TASK -
Give back the full listing exactly as written.

═══ MATERIAL PROVIDED

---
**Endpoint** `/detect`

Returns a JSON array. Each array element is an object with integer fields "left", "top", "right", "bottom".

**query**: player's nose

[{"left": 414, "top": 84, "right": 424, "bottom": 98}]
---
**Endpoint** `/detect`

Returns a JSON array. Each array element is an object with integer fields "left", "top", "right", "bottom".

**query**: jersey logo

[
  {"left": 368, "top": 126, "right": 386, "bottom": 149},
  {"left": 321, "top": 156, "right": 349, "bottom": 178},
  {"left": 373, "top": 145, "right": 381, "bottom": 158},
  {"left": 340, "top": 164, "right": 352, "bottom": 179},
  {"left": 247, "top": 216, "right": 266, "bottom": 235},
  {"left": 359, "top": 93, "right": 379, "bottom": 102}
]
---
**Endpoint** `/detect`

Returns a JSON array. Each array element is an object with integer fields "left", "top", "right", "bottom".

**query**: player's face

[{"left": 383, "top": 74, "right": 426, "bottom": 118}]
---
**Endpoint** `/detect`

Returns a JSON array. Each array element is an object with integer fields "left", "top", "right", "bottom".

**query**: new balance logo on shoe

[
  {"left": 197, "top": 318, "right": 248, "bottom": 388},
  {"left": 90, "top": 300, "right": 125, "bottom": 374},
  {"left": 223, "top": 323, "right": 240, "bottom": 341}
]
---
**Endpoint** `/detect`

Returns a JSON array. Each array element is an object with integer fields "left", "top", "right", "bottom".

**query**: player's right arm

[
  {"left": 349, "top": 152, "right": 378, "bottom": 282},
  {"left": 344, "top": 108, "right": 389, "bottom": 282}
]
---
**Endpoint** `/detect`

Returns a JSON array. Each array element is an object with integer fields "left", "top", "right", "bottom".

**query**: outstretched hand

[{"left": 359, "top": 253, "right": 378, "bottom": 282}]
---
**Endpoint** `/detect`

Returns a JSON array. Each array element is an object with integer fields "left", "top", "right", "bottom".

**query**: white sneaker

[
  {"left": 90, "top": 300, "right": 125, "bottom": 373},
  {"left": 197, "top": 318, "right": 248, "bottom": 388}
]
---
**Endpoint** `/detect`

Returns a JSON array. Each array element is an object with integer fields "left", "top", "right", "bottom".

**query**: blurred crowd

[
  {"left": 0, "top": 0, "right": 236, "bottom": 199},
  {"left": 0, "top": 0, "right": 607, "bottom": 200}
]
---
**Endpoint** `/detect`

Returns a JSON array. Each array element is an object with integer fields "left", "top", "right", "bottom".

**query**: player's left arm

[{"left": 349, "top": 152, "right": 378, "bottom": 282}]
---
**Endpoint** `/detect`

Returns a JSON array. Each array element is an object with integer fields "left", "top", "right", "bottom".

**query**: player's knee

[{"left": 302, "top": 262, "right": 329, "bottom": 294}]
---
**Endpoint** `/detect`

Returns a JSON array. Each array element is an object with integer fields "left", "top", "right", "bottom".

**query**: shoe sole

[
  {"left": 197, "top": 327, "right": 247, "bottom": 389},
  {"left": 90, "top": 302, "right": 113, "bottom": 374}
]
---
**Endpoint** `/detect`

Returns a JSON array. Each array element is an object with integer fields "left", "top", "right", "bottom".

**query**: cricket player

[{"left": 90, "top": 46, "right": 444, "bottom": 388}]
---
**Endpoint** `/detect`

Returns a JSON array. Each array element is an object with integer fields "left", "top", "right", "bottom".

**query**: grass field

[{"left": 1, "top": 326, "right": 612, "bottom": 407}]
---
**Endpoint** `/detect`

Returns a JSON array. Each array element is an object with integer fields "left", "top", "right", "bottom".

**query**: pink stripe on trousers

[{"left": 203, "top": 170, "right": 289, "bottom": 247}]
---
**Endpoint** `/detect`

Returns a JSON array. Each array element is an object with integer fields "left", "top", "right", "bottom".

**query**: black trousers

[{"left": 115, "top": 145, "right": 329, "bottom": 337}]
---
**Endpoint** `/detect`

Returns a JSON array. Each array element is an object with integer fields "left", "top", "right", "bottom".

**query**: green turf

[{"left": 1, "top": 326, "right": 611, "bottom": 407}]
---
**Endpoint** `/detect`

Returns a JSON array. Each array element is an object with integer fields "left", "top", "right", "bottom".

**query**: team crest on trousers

══════

OUTPUT -
---
**Endpoint** `/detect`

Returns a JSON array. Each array element is an object with integer fields "left", "top", "right", "bottom".

**query**: player's nose

[{"left": 414, "top": 84, "right": 424, "bottom": 98}]
---
**Endpoint** `/detect`

Returns a JSON array. Each array element is an object with integer fields "left", "top", "right", "bottom".

**query**: jersey logo

[
  {"left": 368, "top": 126, "right": 386, "bottom": 149},
  {"left": 321, "top": 156, "right": 349, "bottom": 178},
  {"left": 373, "top": 145, "right": 381, "bottom": 158},
  {"left": 340, "top": 164, "right": 352, "bottom": 179},
  {"left": 247, "top": 216, "right": 266, "bottom": 235},
  {"left": 359, "top": 93, "right": 379, "bottom": 102}
]
---
**Endpoint** `/detect`

Returns a JSON array. Each array element is an object with integer fields "left", "top", "right", "bottom".

**query**: player's face

[{"left": 383, "top": 74, "right": 426, "bottom": 118}]
---
**Endpoint** `/detect`

Returns a JSON array. Each array element is an object with integer fields "left", "top", "right", "bottom".

**query**: new balance logo on shoe

[
  {"left": 197, "top": 318, "right": 248, "bottom": 388},
  {"left": 90, "top": 300, "right": 125, "bottom": 374},
  {"left": 223, "top": 323, "right": 240, "bottom": 341}
]
---
**Endpoint** `/detect`

Returns a JSON array. Each array element is an object with integer fields "left", "top", "right", "bottom".

**query**: player's right arm

[
  {"left": 349, "top": 152, "right": 378, "bottom": 282},
  {"left": 344, "top": 108, "right": 389, "bottom": 282}
]
---
**Endpoint** `/detect`

Returns a JSON array. Each array element is an object with integer fields "left", "top", "right", "bottom".

**query**: outstretched hand

[{"left": 359, "top": 253, "right": 378, "bottom": 282}]
---
**Endpoint** `/detect`

Returns a JSON array. Each array element is an object with integer fields "left", "top", "right", "bottom".

**query**: white sneaker

[
  {"left": 90, "top": 300, "right": 125, "bottom": 373},
  {"left": 197, "top": 318, "right": 248, "bottom": 388}
]
---
**Endpoint** `/detect`

Returns a JSON array. Each array element is an object with integer fields "left", "top", "right", "bottom".

**query**: blurred crowd

[
  {"left": 0, "top": 0, "right": 236, "bottom": 199},
  {"left": 0, "top": 0, "right": 607, "bottom": 200}
]
---
**Endpoint** `/detect`

Returns a JSON array. Each array element is an object with integer fields "left", "top", "right", "bottom".

**query**: player's left arm

[{"left": 349, "top": 152, "right": 378, "bottom": 282}]
---
**Endpoint** `/detect`

Returns a JSON array. Each array element is an object with integer fields "left", "top", "right", "bottom".

**query**: player's knee

[{"left": 302, "top": 262, "right": 329, "bottom": 294}]
---
**Endpoint** `/detect`

Returns a JSON array. Each array element is an object with integer fields "left", "top", "right", "bottom".

**query**: shoe sole

[
  {"left": 197, "top": 327, "right": 247, "bottom": 389},
  {"left": 90, "top": 302, "right": 113, "bottom": 374}
]
---
**Endpoint** `/detect`

Returns a JSON array. Each array element is an object with integer fields "left", "top", "right", "bottom".

**query**: cricket player

[{"left": 90, "top": 46, "right": 444, "bottom": 388}]
---
**Endpoint** `/detect`

Returns a JSON array. Each array element is an object with integer fields "left", "top", "right", "bottom".

**query**: grass field

[{"left": 1, "top": 326, "right": 612, "bottom": 407}]
---
**Endpoint** `/detect`

Returns a JSON array. Each array element is an object with integer fields "left", "top", "right", "bottom".

**query**: pink stripe on trousers

[{"left": 203, "top": 170, "right": 289, "bottom": 247}]
---
**Endpoint** `/detect`

Returns a JSON array. Each array element is an object with integer fields "left", "top", "right", "bottom".

**query**: black trousers

[{"left": 115, "top": 145, "right": 329, "bottom": 337}]
---
**Endpoint** `/detect`

Returns a JSON array. Each array element is an object with integer fields "left", "top", "right", "bottom".

**query**: green turf

[{"left": 1, "top": 326, "right": 611, "bottom": 407}]
---
**Endpoint** `/detect`

Returns a JSON array. Each array element is an object with integer fields "left", "top", "right", "bottom".

**query**: team crest on trousers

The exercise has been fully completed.